Diduga Diserang Harimau, Bocah Perempuan 12 Tahun Tewas di Inhil Riau

Foto : Tim dari BKSDA Riau saat meninjau di lokasi / Dok : Humas BKSDA Riau

Siak, Petah.id - Konflik antara manusia dengan satwa liar kembali terjadi di Desa Teluk Kabung, Kecamatan Gaung, Kabupaten Indragiri Hilir, Riau, Ahad (30/10/2021) malam.

Dimana seorang bocah perempuan berusia 12 tahun berinisial MS diduga tewas diterkam binatang buas harimau.

Demikian dikatakan BKSDA Riau melalui Kepala Bidang Teknis Balai Besar KSDA Riau, disampaikan M Mahfud pihaknya mendapatkan informasi itu dari Kepala Unit PT Mutiara Sabuk Khatulistiwa (MSK).

"Korban merupakan anak salah satu pekerja di PT Usaha Berkat Fangarato (UBF), salah satu kontraktor penanaman di PT MSK," jelas Mahfud.

Dari hasil pengecekan tim di lokasi,  kata Mahfud, kejadian konflik merupakan lokasi sedang dilakukan aktivitas penanaman.

Kronologis penyerangan satwa liar tersebut  disebutkan saksi-saksi diperkirakan terjadi Ahad (31/10/2021) sekitar pukul 00.05 WIB.

Hal itu bermula saat ibu korban mendengar jeritan minta tolong MS yang sedang tidur bersamanya di dalam camp (pondok kerja).

Data Hasil Ekstraksi »
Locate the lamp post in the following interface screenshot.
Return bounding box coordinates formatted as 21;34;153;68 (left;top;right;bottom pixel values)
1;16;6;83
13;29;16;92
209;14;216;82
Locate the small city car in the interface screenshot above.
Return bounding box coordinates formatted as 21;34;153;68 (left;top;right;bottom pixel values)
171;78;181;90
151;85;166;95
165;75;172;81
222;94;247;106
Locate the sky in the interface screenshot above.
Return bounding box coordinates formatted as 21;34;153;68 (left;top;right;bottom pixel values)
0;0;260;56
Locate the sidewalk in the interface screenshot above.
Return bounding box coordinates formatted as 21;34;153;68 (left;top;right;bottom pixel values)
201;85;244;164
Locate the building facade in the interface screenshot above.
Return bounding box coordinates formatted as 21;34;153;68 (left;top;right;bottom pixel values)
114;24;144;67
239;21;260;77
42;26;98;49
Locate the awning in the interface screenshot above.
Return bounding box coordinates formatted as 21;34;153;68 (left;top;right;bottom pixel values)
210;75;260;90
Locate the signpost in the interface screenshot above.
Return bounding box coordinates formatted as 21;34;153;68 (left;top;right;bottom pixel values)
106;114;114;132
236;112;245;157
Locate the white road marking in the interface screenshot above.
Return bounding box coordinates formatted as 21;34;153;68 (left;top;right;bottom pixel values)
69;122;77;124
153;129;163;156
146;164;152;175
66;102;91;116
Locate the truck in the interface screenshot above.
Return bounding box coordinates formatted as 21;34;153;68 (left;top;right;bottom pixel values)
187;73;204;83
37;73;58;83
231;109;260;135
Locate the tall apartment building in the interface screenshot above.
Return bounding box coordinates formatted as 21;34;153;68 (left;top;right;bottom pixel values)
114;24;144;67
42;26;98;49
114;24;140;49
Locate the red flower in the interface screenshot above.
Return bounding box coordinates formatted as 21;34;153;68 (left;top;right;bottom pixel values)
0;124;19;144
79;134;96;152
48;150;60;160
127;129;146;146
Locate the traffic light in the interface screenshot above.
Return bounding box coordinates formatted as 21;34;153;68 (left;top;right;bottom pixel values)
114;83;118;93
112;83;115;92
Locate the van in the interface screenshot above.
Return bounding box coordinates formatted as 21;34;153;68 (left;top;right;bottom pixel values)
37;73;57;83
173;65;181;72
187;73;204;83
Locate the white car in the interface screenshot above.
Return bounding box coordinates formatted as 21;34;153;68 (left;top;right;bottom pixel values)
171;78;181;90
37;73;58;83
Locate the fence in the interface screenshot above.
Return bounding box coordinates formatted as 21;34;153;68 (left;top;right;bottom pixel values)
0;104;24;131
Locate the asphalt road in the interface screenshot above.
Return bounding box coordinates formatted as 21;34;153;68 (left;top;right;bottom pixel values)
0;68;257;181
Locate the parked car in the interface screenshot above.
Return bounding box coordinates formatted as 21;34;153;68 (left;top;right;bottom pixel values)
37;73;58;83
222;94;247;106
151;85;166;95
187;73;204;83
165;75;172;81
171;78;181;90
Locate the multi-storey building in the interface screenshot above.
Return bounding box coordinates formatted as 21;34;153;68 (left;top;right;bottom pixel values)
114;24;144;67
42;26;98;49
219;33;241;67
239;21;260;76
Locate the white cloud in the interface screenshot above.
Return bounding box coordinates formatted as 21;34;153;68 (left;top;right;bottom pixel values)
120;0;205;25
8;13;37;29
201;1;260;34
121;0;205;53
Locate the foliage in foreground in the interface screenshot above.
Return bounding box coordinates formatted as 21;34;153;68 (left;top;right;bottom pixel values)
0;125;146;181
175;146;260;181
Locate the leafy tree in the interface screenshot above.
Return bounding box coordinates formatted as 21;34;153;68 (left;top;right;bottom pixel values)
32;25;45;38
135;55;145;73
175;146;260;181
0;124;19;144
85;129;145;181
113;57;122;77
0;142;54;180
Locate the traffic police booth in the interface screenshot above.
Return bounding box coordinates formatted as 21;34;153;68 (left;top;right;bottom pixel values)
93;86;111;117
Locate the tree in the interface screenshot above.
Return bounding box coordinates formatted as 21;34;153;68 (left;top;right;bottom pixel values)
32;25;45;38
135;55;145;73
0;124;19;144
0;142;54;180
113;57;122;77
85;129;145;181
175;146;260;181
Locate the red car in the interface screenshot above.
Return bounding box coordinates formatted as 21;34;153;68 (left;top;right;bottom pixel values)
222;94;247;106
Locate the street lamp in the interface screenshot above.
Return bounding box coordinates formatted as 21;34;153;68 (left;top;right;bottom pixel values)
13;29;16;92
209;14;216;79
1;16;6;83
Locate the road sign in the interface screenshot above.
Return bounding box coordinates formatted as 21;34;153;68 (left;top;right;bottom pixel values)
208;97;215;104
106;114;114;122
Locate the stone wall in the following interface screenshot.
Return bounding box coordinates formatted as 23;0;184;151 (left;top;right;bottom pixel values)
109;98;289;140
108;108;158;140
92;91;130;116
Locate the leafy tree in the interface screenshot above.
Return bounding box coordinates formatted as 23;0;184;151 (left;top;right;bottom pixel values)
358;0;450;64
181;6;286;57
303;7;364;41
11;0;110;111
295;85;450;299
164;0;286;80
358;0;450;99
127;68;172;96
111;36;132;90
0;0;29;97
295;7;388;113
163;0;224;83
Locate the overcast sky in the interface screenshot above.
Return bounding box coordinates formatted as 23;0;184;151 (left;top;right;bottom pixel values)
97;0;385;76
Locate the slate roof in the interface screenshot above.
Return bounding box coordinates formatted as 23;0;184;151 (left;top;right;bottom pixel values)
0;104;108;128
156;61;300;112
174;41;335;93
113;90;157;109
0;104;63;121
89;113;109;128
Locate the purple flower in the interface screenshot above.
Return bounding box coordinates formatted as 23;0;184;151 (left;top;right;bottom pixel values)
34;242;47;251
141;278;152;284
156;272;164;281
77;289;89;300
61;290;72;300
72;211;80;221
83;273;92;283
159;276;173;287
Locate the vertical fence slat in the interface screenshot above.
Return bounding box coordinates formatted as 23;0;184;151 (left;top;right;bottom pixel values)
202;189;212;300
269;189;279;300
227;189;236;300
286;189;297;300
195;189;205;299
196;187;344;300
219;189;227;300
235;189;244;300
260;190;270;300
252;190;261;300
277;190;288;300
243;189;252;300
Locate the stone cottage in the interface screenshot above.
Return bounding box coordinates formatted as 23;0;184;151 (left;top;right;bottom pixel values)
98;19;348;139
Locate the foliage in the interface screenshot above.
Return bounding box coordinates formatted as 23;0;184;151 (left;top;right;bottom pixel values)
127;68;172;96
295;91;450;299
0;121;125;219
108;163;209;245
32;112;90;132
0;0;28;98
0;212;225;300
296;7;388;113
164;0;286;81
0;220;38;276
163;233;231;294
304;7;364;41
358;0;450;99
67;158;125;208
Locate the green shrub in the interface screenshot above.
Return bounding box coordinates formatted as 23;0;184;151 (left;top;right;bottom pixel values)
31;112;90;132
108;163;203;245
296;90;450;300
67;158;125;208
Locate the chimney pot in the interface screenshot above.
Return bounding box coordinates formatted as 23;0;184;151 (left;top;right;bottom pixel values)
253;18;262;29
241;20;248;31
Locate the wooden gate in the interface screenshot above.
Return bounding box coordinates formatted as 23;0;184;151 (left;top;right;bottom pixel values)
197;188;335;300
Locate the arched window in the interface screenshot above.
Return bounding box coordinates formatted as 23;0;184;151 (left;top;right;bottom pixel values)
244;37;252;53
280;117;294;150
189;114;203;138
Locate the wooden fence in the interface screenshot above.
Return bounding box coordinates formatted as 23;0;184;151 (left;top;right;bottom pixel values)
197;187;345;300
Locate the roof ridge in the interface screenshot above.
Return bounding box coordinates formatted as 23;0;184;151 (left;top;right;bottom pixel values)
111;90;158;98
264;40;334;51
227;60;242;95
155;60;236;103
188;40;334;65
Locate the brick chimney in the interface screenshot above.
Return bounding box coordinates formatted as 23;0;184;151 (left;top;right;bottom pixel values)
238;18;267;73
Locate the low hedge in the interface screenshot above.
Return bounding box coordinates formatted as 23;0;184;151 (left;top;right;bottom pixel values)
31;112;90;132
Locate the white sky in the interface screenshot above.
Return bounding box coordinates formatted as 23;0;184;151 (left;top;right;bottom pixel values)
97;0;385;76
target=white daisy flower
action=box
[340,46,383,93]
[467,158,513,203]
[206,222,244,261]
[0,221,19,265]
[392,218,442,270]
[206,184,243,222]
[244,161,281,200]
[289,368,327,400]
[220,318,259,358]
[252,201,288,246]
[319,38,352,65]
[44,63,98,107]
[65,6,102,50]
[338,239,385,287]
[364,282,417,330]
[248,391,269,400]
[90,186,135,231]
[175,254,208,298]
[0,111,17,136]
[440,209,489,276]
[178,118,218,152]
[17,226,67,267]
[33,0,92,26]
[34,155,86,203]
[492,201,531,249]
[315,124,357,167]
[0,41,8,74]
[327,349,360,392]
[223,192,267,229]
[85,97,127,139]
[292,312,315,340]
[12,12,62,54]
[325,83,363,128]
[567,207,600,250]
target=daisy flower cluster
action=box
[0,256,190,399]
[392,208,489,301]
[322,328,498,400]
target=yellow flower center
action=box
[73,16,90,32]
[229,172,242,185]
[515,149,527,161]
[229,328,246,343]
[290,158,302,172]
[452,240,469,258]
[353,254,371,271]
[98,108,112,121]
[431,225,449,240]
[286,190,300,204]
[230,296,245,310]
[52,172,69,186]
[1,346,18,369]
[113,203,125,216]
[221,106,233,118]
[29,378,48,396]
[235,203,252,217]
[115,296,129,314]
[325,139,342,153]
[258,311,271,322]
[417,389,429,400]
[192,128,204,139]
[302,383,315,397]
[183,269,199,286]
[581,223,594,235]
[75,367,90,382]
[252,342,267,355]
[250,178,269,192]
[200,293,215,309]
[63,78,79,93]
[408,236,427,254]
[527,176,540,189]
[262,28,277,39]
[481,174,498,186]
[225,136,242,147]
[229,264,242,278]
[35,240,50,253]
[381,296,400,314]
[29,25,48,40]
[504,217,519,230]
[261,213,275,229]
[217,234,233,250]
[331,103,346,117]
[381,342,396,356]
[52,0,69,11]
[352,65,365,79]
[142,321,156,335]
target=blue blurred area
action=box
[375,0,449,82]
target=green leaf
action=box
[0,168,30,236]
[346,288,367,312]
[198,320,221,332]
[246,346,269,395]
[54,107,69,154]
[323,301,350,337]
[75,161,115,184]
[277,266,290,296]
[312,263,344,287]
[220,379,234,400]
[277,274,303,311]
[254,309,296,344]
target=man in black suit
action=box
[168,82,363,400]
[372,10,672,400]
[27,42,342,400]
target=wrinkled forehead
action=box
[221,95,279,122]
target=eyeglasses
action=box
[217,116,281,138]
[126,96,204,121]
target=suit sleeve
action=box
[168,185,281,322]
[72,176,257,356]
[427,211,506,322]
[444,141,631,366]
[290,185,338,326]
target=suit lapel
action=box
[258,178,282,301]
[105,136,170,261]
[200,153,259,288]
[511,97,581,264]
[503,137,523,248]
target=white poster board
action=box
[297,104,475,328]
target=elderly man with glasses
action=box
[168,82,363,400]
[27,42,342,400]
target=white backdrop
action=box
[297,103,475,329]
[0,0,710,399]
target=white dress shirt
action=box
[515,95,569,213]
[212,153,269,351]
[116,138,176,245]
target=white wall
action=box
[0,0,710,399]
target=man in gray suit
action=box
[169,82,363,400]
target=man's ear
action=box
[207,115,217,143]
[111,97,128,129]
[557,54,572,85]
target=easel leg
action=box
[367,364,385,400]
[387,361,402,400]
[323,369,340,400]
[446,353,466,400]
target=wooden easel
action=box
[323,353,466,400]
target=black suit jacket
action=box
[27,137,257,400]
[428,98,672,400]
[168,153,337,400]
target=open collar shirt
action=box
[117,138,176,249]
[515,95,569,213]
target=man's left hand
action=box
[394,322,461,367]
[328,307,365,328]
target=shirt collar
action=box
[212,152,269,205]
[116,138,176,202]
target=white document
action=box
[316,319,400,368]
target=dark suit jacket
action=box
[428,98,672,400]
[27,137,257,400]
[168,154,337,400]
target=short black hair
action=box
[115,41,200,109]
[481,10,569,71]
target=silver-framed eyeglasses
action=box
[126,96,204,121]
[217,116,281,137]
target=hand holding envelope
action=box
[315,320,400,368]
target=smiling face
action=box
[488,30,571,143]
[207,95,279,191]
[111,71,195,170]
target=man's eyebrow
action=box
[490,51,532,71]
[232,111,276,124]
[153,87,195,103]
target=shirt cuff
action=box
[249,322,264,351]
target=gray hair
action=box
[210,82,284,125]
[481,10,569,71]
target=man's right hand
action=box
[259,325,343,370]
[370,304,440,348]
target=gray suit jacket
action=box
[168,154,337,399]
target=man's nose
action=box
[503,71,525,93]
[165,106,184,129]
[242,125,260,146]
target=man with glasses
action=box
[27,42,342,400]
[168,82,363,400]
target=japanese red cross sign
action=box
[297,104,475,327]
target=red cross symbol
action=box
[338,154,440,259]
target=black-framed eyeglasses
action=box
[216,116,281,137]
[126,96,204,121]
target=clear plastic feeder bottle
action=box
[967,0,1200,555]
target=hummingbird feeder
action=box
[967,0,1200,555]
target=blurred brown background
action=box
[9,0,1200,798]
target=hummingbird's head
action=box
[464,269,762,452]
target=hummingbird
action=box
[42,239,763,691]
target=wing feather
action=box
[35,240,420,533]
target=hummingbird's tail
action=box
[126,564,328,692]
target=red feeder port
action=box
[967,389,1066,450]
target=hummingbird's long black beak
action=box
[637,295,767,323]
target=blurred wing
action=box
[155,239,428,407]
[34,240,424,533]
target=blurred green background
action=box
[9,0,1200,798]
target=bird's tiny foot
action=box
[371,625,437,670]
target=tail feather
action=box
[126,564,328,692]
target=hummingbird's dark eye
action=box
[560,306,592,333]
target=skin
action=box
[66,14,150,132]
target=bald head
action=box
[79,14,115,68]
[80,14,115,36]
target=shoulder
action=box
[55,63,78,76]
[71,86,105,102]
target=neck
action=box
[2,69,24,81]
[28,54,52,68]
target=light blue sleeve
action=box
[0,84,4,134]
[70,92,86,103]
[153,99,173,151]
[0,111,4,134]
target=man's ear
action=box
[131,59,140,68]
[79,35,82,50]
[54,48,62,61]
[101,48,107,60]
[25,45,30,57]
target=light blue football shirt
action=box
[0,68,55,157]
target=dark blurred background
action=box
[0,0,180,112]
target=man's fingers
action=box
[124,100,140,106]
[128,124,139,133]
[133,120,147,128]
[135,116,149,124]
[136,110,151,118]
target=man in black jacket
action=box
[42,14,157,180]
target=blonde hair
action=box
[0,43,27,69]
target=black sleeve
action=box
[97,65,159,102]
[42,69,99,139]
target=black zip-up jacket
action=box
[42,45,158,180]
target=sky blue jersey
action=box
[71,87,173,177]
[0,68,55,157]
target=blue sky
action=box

Tantangan »
A - Jawab pertanyaan berikut berdasarkan berita serangan harimau di atas.
(i) Di desa mana peristiwa itu terjadi?
(ii) Dari siapa pihak BKSDA Riau memperoleh informasi tentang kejadian itu?
(iii) Korban adalah anak salah satu pekerja di perusahaan apa?
B - Tolong kutip persis satu bagian dari berita serangan harimau. Mulailah dari kata-kata "Foto : Tim dari", lalu berhenti setelah kata-kata "dilakukan aktivitas penanaman.".
C - Tulis ulang dengan lebih ringkas paragraf dalam berita serangan harimau yang diawali "Demikian dikatakan BKSDA Riau". Pertahankan fakta pokoknya.

Hasil Tugas »
A -
(i) Desa Teluk Kabung.
(ii) Dari Kepala Unit PT Mutiara Sabuk Khatulistiwa (MSK).
(iii) PT Usaha Berkat Fangarato (UBF).

B -
Foto : Tim dari BKSDA Riau saat meninjau di lokasi / Dok : Humas BKSDA Riau

Siak, Petah.id - Konflik antara manusia dengan satwa liar kembali terjadi di Desa Teluk Kabung, Kecamatan Gaung, Kabupaten Indragiri Hilir, Riau, Ahad (30/10/2021) malam.

Dimana seorang bocah perempuan berusia 12 tahun berinisial MS diduga tewas diterkam binatang buas harimau.

Demikian dikatakan BKSDA Riau melalui Kepala Bidang Teknis Balai Besar KSDA Riau, disampaikan M Mahfud pihaknya mendapatkan informasi itu dari Kepala Unit PT Mutiara Sabuk Khatulistiwa (MSK).

"Korban merupakan anak salah satu pekerja di PT Usaha Berkat Fangarato (UBF), salah satu kontraktor penanaman di PT MSK," jelas Mahfud.

Dari hasil pengecekan tim di lokasi,  kata Mahfud, kejadian konflik merupakan lokasi sedang dilakukan aktivitas penanaman.

C - BKSDA Riau, melalui Kepala Bidang Teknis Balai Besar KSDA Riau dan disampaikan oleh M Mahfud, menyebut informasi itu diperoleh dari Kepala Unit PT Mutiara Sabuk Khatulistiwa (MSK).